### Your goal
Read through the records below and copy each line that uses the word "roof".

[Opening Dataset extract section]

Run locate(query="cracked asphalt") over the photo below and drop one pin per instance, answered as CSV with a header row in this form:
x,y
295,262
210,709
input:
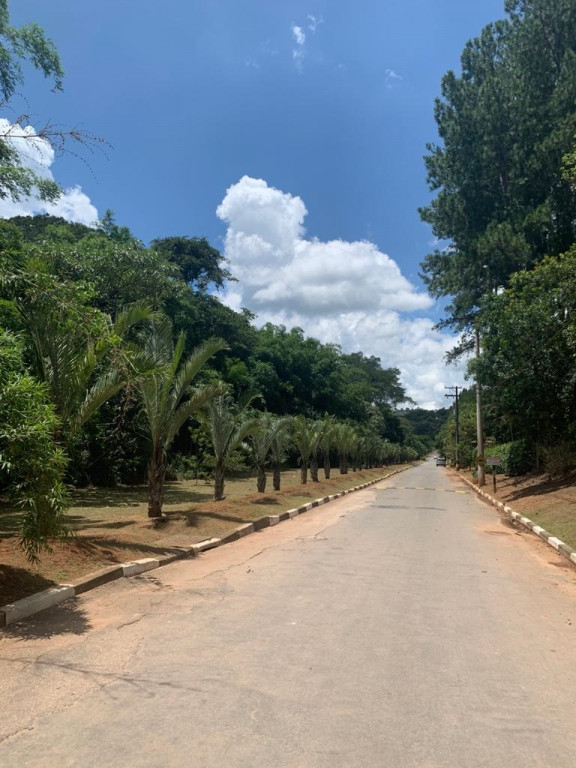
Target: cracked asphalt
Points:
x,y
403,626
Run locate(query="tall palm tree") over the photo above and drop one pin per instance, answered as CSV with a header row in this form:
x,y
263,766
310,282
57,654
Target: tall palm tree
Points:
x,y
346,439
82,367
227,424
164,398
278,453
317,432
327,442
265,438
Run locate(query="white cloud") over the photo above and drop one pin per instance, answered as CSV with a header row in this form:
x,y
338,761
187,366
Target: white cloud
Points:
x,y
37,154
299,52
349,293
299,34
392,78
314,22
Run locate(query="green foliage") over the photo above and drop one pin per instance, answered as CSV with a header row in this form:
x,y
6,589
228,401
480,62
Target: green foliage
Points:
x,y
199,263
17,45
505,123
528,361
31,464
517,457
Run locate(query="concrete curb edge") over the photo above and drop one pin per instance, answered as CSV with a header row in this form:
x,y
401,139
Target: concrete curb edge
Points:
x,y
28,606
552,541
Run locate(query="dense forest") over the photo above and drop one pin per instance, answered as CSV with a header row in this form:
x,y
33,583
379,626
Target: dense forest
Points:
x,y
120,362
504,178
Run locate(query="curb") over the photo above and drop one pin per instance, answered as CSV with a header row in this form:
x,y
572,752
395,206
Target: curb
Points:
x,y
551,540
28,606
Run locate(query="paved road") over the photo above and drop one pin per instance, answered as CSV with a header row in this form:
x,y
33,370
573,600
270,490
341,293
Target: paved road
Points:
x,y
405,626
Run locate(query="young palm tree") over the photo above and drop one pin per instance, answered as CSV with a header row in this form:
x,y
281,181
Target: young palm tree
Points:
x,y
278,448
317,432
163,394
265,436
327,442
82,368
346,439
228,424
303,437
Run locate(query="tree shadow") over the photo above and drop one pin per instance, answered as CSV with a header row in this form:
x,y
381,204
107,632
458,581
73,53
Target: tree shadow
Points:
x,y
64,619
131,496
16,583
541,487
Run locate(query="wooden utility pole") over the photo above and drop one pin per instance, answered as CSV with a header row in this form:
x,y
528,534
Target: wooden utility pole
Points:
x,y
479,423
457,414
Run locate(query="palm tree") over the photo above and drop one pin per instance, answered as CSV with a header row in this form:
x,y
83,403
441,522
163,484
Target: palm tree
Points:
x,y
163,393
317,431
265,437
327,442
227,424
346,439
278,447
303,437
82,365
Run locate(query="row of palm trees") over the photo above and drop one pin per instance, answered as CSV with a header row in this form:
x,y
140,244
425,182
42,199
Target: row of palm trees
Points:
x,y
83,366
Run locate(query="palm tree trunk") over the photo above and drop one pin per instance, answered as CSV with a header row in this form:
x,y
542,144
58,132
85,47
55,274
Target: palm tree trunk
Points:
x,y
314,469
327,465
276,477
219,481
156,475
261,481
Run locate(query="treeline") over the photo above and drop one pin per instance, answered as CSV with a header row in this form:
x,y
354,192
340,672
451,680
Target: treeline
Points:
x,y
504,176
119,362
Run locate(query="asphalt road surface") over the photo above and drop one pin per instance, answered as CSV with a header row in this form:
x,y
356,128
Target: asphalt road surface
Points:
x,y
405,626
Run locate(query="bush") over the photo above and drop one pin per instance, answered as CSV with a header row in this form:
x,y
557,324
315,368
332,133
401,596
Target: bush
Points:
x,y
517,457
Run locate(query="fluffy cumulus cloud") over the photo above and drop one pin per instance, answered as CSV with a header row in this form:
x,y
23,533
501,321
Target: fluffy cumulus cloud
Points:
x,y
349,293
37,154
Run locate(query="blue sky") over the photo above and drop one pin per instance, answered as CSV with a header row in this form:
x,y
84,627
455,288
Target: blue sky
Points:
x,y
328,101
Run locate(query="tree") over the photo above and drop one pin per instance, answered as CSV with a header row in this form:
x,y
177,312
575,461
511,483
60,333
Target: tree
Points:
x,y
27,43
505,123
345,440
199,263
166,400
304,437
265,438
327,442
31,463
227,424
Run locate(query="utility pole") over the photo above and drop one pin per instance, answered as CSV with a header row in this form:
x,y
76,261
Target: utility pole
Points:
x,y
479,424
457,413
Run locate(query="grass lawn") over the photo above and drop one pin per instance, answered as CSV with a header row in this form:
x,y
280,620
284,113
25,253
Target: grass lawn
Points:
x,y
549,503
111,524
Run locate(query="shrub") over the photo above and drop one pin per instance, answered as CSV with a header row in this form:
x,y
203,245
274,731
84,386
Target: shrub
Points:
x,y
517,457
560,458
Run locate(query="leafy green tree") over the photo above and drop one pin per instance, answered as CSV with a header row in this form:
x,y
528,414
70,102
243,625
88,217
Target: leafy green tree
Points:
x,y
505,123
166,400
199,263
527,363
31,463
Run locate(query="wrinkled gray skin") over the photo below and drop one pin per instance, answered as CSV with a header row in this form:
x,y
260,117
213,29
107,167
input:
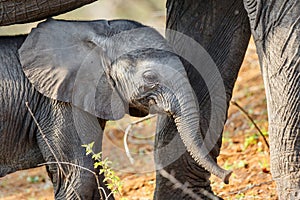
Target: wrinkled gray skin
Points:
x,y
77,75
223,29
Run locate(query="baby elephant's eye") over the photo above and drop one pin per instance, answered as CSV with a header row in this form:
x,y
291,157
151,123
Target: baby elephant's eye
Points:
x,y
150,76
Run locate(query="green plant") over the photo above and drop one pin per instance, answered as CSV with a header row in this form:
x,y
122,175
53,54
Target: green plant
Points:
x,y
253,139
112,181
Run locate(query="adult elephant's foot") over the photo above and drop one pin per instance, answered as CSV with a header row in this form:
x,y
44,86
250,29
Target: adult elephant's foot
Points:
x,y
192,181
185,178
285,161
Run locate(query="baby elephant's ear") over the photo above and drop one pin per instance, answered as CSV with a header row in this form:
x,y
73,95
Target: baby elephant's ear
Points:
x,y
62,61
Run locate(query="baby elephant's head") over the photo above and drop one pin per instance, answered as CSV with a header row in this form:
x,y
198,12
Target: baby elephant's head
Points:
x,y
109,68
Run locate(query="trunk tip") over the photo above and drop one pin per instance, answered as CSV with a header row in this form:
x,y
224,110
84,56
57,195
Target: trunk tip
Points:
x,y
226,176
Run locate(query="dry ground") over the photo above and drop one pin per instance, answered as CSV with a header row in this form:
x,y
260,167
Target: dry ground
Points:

[Closing Dataset extract section]
[Opening Dataset extract section]

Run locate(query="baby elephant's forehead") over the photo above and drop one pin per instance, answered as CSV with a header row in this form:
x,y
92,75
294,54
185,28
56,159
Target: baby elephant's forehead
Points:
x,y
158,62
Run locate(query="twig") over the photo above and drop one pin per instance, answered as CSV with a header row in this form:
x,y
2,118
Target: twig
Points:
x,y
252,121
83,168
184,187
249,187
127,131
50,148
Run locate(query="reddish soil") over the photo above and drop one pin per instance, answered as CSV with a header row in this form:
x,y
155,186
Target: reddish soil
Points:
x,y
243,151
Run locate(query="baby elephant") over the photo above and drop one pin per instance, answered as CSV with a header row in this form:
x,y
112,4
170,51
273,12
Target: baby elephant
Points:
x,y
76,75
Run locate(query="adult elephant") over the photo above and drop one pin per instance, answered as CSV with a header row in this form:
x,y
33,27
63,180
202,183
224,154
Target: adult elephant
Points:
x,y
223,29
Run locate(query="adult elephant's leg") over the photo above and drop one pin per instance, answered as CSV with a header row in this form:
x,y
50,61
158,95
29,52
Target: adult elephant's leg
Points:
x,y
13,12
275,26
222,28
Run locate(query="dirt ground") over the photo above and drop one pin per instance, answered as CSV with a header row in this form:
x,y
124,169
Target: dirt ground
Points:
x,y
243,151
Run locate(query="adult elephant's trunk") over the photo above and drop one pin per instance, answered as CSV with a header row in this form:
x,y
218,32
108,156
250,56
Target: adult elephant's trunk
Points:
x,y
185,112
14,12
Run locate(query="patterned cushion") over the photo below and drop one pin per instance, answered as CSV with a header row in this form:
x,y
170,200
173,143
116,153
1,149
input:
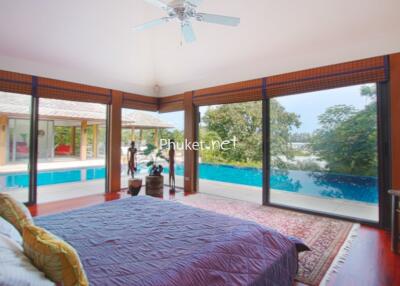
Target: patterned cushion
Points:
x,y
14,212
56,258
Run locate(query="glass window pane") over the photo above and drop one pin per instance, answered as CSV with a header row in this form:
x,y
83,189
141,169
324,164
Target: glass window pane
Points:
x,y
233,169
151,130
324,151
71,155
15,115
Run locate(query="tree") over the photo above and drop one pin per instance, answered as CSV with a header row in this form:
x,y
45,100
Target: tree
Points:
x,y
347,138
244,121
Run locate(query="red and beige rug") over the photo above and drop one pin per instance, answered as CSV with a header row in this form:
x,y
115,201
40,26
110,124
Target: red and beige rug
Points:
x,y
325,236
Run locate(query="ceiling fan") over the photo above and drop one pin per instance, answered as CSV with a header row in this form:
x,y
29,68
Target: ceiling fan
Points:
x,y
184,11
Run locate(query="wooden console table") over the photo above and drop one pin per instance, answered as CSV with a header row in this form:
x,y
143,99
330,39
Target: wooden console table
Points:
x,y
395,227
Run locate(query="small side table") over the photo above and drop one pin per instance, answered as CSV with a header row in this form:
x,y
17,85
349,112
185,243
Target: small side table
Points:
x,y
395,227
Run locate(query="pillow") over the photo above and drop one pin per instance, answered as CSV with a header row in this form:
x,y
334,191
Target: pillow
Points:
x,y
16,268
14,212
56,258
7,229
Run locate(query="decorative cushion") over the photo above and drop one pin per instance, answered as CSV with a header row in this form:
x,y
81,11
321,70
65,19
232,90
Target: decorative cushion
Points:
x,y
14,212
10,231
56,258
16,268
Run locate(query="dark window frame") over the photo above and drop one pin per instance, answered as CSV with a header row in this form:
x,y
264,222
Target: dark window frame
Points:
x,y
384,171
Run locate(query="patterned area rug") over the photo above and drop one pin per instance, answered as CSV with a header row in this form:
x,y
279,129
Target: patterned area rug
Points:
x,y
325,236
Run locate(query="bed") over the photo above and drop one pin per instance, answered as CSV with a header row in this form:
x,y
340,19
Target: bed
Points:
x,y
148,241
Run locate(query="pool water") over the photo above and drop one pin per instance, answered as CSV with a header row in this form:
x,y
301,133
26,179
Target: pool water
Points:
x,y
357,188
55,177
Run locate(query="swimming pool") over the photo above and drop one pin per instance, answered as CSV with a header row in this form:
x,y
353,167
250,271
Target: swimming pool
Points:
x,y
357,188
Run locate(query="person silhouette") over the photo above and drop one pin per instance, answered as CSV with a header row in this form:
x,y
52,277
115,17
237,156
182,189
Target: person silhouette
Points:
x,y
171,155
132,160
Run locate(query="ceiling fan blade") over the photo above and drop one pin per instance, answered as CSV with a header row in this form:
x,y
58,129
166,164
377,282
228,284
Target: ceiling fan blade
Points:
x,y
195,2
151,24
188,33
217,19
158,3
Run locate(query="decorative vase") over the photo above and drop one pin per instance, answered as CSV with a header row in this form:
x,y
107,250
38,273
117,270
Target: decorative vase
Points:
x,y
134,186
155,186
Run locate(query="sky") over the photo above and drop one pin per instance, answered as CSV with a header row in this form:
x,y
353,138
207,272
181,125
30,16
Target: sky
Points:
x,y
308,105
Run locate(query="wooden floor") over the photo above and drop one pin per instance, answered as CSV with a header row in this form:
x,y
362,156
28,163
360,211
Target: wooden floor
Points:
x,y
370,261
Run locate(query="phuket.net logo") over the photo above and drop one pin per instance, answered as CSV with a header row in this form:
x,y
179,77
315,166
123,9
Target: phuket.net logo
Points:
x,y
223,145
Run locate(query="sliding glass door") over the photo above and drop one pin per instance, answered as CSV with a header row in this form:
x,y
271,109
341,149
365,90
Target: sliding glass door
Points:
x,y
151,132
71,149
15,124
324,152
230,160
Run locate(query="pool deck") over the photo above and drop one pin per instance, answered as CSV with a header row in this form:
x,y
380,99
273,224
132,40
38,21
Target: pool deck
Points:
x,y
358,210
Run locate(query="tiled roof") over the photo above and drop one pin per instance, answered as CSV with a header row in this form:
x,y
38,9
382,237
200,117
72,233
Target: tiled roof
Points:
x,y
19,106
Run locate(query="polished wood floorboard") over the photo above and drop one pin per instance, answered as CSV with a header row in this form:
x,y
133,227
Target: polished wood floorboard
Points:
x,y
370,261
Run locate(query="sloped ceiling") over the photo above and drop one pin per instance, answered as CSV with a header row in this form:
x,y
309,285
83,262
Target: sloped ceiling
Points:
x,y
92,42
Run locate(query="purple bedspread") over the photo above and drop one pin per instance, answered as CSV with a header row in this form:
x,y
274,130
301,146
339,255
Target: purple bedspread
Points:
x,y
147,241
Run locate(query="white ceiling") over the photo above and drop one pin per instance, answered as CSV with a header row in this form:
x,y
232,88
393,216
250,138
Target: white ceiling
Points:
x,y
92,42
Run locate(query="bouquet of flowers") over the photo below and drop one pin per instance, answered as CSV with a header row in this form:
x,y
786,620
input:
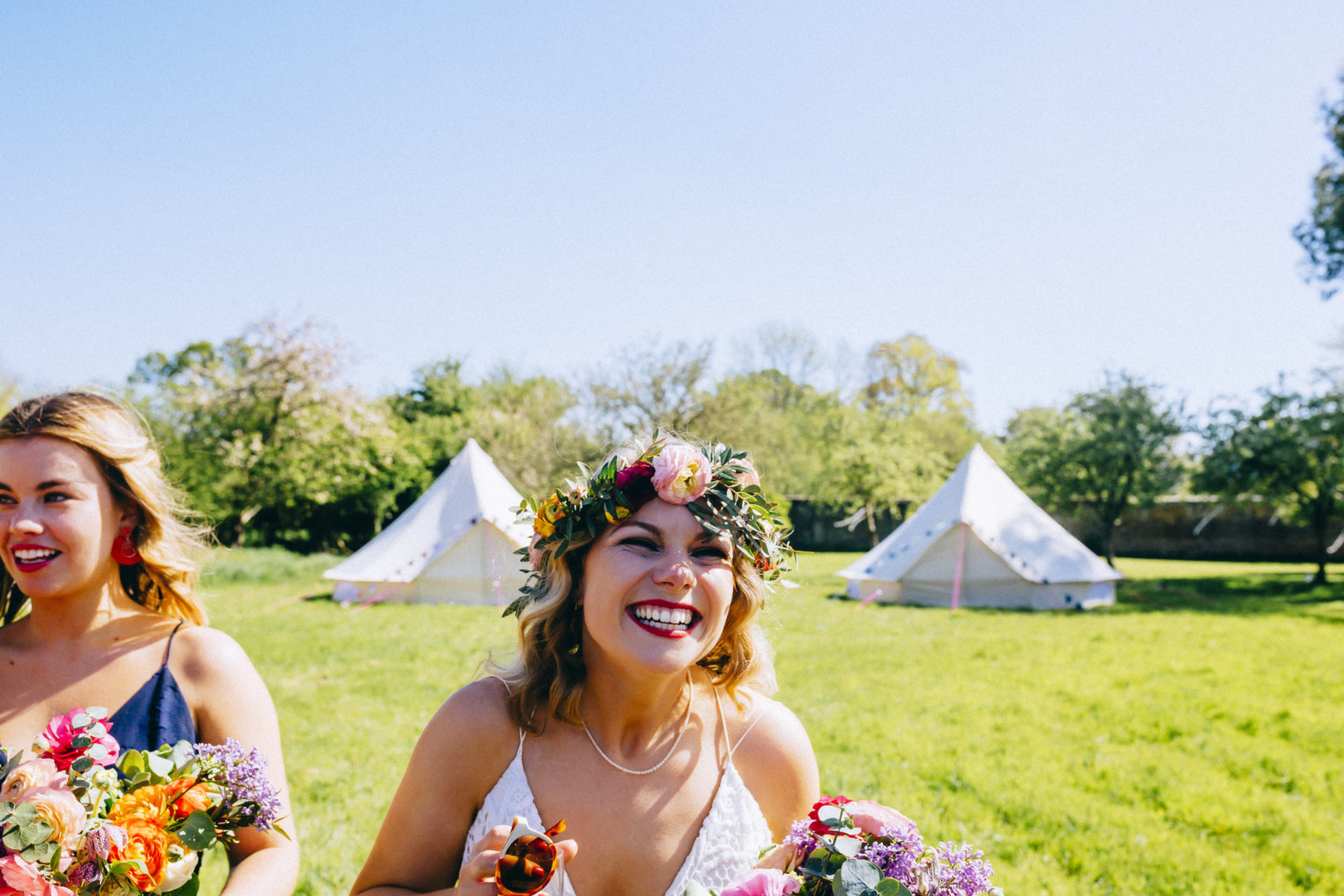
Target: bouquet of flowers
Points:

[Closing Dataset extract section]
[Opening Dataset extract section]

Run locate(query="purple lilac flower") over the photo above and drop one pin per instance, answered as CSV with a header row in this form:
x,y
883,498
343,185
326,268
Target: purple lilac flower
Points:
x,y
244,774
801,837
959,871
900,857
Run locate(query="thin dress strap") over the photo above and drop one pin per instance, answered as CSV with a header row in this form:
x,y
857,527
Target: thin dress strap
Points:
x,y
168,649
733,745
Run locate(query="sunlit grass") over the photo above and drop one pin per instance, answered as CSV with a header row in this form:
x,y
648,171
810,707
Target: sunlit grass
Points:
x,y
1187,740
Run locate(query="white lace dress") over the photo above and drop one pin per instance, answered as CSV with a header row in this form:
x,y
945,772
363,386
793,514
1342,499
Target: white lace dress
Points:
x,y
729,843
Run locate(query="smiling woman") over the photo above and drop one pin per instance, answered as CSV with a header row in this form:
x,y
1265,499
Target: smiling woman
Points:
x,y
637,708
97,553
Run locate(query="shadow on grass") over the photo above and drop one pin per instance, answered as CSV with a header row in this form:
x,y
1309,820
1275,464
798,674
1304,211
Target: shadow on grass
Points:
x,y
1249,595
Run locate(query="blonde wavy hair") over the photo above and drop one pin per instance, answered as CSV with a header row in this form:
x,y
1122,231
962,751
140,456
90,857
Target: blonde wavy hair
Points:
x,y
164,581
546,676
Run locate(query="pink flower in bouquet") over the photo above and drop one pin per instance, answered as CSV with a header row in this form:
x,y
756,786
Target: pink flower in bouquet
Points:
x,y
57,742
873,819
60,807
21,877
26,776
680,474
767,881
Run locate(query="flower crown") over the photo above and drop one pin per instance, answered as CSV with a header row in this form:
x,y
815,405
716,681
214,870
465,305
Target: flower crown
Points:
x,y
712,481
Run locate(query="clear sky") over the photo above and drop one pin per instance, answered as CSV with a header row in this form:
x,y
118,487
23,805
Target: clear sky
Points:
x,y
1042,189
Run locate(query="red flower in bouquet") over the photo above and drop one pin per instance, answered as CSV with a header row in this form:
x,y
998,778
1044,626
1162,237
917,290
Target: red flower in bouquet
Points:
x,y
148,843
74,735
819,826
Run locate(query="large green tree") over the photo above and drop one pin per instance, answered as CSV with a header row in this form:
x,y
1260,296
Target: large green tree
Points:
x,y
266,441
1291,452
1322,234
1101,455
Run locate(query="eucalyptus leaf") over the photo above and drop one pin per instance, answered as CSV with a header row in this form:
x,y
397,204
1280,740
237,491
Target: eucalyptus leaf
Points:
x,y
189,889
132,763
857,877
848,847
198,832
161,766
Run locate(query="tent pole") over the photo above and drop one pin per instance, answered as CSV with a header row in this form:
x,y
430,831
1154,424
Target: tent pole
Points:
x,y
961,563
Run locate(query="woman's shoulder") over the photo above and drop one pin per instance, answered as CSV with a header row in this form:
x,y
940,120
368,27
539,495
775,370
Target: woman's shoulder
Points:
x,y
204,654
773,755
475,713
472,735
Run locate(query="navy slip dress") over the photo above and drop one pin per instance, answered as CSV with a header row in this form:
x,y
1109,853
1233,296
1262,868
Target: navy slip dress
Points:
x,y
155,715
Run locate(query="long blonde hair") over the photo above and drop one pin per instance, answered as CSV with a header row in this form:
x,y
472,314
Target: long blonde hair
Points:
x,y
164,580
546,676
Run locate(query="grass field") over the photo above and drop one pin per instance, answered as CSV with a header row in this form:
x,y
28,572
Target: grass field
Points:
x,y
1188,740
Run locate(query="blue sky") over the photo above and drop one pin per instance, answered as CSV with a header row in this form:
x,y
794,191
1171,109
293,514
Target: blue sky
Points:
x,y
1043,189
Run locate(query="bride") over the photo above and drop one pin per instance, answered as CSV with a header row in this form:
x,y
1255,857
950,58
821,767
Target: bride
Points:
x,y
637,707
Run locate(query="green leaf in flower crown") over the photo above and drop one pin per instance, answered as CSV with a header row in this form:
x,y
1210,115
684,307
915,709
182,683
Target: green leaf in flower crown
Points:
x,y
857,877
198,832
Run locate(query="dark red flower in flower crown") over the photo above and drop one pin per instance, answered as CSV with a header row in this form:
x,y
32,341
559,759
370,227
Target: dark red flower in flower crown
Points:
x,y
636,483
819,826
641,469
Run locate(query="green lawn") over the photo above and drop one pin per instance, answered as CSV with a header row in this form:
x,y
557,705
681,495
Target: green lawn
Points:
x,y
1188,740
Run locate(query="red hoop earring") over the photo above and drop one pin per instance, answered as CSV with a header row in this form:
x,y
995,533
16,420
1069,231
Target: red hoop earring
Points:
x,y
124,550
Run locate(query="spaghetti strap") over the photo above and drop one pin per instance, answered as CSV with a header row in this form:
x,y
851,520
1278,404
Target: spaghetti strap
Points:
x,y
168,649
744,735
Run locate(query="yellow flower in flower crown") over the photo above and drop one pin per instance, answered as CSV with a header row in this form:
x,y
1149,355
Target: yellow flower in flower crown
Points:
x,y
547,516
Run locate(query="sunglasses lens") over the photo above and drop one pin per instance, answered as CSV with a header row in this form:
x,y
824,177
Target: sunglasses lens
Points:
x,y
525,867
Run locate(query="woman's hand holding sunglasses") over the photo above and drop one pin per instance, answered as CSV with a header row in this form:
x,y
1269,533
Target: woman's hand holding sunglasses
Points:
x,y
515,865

[Closing Dataset extract section]

### Problem solution
Run locate(query="tiled roof") over the photo above and drop one pin per instance, answered as CSV with a header row in this form:
Target: tiled roof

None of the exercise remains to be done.